TASK: Please extract each row below that contains the word "deck", copying every such row in full.

(Excerpts from location labeling data)
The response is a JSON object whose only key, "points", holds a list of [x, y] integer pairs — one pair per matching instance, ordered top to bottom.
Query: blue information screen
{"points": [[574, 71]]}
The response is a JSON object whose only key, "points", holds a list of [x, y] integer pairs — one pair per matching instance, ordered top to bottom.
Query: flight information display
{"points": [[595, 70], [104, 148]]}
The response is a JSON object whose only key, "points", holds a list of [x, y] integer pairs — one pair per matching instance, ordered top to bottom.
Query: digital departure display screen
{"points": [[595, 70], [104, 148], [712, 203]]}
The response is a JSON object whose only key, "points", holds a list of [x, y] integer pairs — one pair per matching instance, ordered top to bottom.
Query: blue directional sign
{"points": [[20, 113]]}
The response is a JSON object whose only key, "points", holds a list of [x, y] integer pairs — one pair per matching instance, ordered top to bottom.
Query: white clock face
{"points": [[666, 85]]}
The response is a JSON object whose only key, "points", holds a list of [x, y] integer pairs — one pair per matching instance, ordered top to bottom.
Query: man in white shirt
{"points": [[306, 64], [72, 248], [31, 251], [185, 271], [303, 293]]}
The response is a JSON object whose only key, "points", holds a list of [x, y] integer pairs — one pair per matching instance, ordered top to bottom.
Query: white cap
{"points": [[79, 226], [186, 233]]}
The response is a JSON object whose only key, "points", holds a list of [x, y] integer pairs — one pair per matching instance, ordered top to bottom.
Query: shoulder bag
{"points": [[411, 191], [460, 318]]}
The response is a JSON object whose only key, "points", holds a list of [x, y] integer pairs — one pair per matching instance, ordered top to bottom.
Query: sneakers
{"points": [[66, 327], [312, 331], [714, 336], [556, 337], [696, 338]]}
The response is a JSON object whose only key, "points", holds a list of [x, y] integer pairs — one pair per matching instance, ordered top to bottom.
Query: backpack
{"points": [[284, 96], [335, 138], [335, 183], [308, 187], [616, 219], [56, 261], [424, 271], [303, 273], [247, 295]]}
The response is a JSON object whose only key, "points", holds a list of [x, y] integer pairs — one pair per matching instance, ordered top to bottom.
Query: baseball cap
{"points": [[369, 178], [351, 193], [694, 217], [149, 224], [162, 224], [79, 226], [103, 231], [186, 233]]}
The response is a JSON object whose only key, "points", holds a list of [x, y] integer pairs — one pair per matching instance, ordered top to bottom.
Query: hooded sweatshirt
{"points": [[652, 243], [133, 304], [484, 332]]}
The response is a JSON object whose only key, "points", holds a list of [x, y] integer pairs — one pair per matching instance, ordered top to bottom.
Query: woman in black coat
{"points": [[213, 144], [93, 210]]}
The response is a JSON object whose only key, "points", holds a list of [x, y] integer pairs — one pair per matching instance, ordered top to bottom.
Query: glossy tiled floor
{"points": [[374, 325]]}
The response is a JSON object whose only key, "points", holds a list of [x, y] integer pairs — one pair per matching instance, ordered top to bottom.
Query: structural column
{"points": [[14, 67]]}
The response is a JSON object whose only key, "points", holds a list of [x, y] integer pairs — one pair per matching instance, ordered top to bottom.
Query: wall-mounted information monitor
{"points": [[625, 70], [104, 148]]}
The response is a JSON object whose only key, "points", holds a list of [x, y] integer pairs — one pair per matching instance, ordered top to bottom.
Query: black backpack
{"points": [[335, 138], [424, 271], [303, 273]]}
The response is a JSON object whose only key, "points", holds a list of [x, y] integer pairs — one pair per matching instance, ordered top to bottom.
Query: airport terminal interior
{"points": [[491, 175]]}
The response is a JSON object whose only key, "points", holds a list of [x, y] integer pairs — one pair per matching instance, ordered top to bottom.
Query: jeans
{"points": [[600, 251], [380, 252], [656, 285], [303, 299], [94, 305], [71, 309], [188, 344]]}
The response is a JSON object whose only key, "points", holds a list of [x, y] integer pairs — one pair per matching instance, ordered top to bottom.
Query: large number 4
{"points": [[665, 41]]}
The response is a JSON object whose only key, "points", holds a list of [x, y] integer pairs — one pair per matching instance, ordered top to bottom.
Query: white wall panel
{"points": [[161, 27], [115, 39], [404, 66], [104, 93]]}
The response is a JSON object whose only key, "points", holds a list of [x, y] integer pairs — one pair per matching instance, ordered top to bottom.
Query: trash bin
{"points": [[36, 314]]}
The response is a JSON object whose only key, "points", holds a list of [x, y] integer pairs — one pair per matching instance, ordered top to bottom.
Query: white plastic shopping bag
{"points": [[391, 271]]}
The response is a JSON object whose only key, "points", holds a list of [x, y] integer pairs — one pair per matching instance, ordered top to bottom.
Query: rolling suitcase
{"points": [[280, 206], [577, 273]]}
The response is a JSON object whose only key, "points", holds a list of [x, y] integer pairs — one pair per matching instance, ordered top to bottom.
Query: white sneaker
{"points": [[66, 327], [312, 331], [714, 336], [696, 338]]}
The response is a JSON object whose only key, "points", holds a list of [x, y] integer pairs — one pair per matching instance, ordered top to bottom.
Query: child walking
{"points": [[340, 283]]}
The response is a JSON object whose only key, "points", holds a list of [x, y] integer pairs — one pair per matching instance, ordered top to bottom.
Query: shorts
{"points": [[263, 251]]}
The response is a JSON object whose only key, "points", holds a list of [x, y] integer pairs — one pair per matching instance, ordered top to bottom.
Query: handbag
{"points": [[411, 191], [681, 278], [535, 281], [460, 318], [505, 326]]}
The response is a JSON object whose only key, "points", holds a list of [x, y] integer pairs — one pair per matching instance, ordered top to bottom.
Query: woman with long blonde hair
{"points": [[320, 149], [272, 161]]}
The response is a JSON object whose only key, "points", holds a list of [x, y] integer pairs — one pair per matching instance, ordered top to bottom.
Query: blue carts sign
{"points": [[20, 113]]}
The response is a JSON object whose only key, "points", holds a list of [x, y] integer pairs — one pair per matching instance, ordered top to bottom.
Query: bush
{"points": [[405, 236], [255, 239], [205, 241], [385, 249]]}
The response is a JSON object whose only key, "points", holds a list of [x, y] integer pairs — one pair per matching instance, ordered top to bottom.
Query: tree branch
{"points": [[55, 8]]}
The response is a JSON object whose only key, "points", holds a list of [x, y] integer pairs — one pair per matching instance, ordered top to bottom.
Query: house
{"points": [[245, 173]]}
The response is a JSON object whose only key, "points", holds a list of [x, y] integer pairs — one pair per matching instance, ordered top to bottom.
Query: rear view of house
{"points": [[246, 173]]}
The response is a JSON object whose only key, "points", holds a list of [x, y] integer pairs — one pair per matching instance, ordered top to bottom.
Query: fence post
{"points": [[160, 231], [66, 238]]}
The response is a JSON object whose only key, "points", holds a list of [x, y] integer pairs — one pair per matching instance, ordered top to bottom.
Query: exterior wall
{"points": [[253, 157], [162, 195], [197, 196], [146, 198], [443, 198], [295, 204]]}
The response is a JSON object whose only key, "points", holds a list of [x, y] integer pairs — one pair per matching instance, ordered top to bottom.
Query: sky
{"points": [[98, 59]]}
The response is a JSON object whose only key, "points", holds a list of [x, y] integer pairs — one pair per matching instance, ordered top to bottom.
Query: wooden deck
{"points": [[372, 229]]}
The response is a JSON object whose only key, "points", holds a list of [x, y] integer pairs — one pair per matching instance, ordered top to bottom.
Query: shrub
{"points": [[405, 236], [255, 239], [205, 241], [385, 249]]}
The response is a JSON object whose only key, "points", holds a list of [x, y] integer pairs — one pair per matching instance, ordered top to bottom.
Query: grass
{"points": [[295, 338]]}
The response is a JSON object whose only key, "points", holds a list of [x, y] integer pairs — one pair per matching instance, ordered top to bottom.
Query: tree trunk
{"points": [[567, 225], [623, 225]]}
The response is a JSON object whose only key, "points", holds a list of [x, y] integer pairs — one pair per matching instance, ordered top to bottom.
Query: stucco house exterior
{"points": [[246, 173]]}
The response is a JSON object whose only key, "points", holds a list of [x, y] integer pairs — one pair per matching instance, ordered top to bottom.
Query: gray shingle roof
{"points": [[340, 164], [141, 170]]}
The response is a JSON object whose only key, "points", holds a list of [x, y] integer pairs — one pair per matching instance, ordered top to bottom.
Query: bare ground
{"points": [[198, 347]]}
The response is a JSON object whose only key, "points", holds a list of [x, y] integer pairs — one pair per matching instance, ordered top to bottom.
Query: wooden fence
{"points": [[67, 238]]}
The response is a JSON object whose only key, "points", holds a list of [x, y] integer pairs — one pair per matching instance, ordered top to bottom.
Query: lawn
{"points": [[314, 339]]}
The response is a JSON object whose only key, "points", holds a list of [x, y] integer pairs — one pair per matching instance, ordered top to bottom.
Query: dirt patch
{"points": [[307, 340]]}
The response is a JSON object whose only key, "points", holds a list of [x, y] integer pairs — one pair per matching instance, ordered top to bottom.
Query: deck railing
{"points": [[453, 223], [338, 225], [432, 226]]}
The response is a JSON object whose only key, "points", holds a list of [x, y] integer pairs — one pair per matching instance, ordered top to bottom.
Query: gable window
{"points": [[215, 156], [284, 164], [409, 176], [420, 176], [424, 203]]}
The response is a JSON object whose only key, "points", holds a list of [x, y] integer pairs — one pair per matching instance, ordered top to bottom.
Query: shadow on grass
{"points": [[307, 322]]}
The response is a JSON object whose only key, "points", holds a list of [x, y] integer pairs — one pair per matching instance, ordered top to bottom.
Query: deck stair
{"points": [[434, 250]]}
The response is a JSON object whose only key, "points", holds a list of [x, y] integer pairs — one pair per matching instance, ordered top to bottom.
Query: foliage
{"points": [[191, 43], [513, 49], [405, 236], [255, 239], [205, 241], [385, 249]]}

RESULT FOR THIS TASK:
Query: wooden deck
Query: deck railing
Query: deck stair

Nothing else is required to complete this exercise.